## Given request
Retype the data below line by line, keeping every character unchanged.

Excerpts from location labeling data
★ ★ ★

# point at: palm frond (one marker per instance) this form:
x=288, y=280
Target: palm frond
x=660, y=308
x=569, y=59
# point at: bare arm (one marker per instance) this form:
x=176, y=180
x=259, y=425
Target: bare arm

★ ★ ★

## Solution to this problem
# point at: palm frond (one marker per instance) this form:
x=288, y=280
Target: palm frond
x=660, y=308
x=569, y=59
# point at: bare arm (one marker per instance) this form:
x=176, y=180
x=259, y=425
Target: bare arm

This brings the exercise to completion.